# Selected text
Using the robots.txt file in this way might not be how the author's of the website intended for it to be used. I could see that maybe being used against them in a legal system if someone ever tried to stop them. In the past, I've seen websites state to people creating bots to purposefully change their user agent to one they defined, but, using it for a non-allowed purpose is what I was mentioning. Though, there are multiple ways they could be archiving a website, so this is not necessarily how it is being done.


Just archived a website I created. It looks like it runs HTTP requests from a server to pull the HTML, JS and image files (it shows the individual requests completing before the archival process is complete). It must then snapshot the rendered output, then it renders those assets served from their domain. Buttons on my site don't work after the snapshot, since the scripts were stripped.


Your missing the point of "how does it bypass firewalls"


Surprisingly, nobody has mentioned this here yet. I’m thinking the key to this is SEO, SERP’s, and newspapers wanting Google to find and index their content.

# Material to process
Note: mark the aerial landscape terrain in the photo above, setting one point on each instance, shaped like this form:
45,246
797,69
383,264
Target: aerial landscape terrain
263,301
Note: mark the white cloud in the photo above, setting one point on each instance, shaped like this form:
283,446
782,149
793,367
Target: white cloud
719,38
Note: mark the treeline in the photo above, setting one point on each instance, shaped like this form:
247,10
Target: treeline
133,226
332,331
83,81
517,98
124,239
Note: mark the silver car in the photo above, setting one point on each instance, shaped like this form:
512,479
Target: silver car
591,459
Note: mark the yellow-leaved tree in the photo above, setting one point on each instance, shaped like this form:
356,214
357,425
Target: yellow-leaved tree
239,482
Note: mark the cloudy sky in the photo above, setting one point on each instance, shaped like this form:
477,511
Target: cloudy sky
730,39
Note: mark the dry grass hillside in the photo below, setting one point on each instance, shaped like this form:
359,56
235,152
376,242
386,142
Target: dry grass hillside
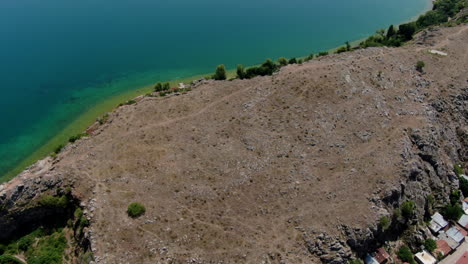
245,171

# Jobs
**1.** Select each row that contains the string "treeline", matching case exactly.
**2.** Pick up the website-archiving thread after its last sentence and continue it.
The website-archiving thread and the rows are unrelated to each other.

# Answers for the tasks
**1.**
Note: mark the treeline in the photo above, setting one point on each instance, shaped like this form:
Target: treeline

**2.**
This is my best guess for this. I’ve really put some thought into this, and this is the best logical assumption I’ve arrived to. I used to be a master of crawlers using Selenium years ago, but that burned me out a little bit so I moved on.

To test my hypothesis, you can go and find any article on Google that you know is probably paywalled. You click the content google shows you, and you navigate into the site, and “bam! Paywall!”..

If it has a paywall for me, well then how did Google crawl and index all the metadata for the SERP if it has a paywall?

I have a long running theory that Archive.is knows how to work around an SEO trick that Google uses to get the content. Websites like the Baltimore Sun don’t want humans to view their content for free, but they do want Googlebot to see it for free.


Sorry, thought it was obvious. Since it's using backend infrastructure to fetch the assets, it can crawl them as a bot in the same way that search engines do, without allowing cookies to be saved. Since scripts are often involved in the full rendering of a page, it clearly does allow for the scripts to load before snapshotting the DOM. But only the DOM and the assets and styles are preserved. Scripts are not. Most paywalls are simple scripts. If you disable JS and cookies, you'll often see the full text of an article.


Some paywalls don't hide the content with JavaScript. It's just not there. They make you pay and then redirect you to another page.


I browse with scripts disabled by default and while some paywalls rely on js to block interactions after load many simply send only partial content and a login dialog.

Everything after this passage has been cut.